A run of data =>
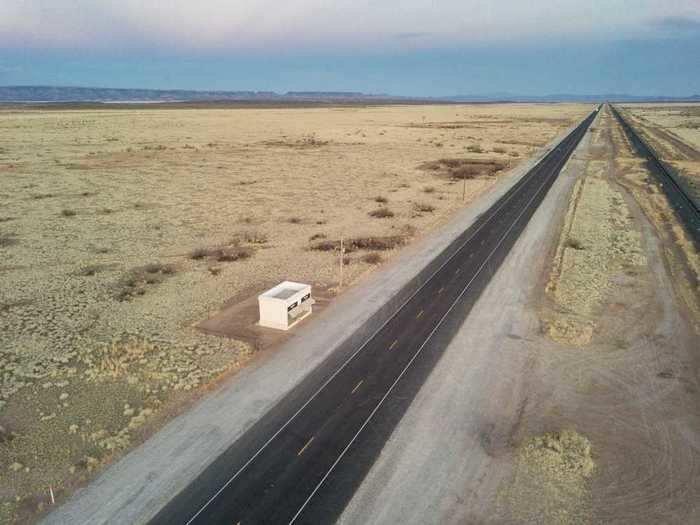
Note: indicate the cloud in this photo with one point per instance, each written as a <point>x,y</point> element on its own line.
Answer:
<point>230,25</point>
<point>676,24</point>
<point>413,35</point>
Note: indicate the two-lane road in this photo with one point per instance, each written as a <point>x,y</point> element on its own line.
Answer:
<point>303,460</point>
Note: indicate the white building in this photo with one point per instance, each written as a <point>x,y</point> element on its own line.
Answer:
<point>285,305</point>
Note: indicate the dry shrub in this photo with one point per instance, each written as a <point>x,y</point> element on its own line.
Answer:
<point>381,213</point>
<point>574,243</point>
<point>253,237</point>
<point>560,453</point>
<point>372,258</point>
<point>422,207</point>
<point>232,253</point>
<point>7,239</point>
<point>91,270</point>
<point>386,242</point>
<point>326,246</point>
<point>464,168</point>
<point>114,359</point>
<point>199,253</point>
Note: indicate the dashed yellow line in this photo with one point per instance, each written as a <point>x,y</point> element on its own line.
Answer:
<point>305,446</point>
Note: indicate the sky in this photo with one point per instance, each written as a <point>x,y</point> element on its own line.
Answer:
<point>399,47</point>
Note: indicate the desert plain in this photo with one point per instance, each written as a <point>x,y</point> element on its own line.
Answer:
<point>123,228</point>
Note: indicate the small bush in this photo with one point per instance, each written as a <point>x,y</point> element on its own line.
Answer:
<point>422,207</point>
<point>254,237</point>
<point>381,213</point>
<point>326,246</point>
<point>199,253</point>
<point>136,282</point>
<point>91,270</point>
<point>378,243</point>
<point>465,172</point>
<point>372,258</point>
<point>231,254</point>
<point>574,243</point>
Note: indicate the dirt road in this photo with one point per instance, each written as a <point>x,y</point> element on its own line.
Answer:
<point>633,390</point>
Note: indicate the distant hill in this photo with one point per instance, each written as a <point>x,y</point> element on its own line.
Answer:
<point>66,94</point>
<point>56,94</point>
<point>564,97</point>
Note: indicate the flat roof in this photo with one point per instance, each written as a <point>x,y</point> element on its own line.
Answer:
<point>285,290</point>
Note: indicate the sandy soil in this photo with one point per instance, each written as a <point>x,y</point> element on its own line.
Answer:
<point>505,394</point>
<point>674,132</point>
<point>121,230</point>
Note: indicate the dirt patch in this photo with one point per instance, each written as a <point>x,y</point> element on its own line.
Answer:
<point>178,180</point>
<point>464,168</point>
<point>597,242</point>
<point>549,483</point>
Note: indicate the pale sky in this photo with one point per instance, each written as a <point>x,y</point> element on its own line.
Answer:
<point>465,46</point>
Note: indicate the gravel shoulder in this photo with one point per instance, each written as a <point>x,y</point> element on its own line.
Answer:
<point>632,390</point>
<point>136,487</point>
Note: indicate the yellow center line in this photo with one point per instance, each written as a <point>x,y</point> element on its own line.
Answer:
<point>357,386</point>
<point>305,446</point>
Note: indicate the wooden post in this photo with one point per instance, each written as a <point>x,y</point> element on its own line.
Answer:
<point>342,252</point>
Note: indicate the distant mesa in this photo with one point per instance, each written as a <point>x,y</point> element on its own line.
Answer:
<point>68,94</point>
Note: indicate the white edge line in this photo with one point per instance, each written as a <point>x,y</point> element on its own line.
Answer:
<point>391,388</point>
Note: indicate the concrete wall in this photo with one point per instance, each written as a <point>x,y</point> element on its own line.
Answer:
<point>135,488</point>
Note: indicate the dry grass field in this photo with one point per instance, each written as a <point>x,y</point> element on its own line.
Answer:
<point>120,229</point>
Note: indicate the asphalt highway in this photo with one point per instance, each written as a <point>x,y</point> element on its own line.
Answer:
<point>302,462</point>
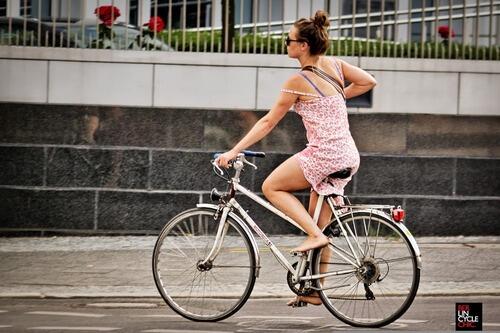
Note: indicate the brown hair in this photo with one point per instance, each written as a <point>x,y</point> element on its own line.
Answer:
<point>314,31</point>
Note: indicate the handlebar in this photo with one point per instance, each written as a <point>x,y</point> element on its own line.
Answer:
<point>247,153</point>
<point>238,162</point>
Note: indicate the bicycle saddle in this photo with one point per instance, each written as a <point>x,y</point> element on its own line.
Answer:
<point>341,174</point>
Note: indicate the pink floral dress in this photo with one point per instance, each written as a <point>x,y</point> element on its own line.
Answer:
<point>330,145</point>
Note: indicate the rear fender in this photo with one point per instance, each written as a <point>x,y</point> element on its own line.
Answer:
<point>400,226</point>
<point>247,230</point>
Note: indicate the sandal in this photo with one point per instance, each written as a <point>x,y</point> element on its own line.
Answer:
<point>298,302</point>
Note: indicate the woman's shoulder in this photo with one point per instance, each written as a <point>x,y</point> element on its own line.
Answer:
<point>294,82</point>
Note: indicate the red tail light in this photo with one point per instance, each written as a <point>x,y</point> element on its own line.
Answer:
<point>398,214</point>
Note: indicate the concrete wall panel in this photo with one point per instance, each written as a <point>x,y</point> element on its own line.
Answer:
<point>23,81</point>
<point>205,86</point>
<point>100,83</point>
<point>479,94</point>
<point>415,92</point>
<point>270,82</point>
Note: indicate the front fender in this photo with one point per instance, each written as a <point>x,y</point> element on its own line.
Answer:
<point>243,225</point>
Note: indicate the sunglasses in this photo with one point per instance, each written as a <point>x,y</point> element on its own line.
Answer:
<point>288,40</point>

STATED TASK => Rewrite the data from the line with "Note: indicate the sandal" through the end of the data, replacing every "photo" with "image" and changing nothing else.

THE SOLUTION =>
Note: indicate the sandal in this image with one point per instance, each written as a <point>x,y</point> element on its own line.
Answer:
<point>298,302</point>
Note: indicate the woman's shoulder in this image with one point per instance, each written as a <point>x,y</point> element on its own line.
Answer:
<point>294,82</point>
Note: indicate the red tail light in this image with one point per instance, each written as a <point>x,y</point> element on its own line.
Answer:
<point>398,214</point>
Note: indicate the concrete wall panel in this image with one point per instance, each written as a <point>x,y</point> element on its own line.
Answer:
<point>23,81</point>
<point>205,86</point>
<point>100,83</point>
<point>479,94</point>
<point>415,92</point>
<point>270,82</point>
Note: indicate the front fender in this image with one point per instance, each written as a <point>x,y</point> element on its own line.
Answer:
<point>243,225</point>
Note: indicate the sunglasses in this image with one point per instance, each written as a <point>x,y</point> element on its own line.
Answer:
<point>288,40</point>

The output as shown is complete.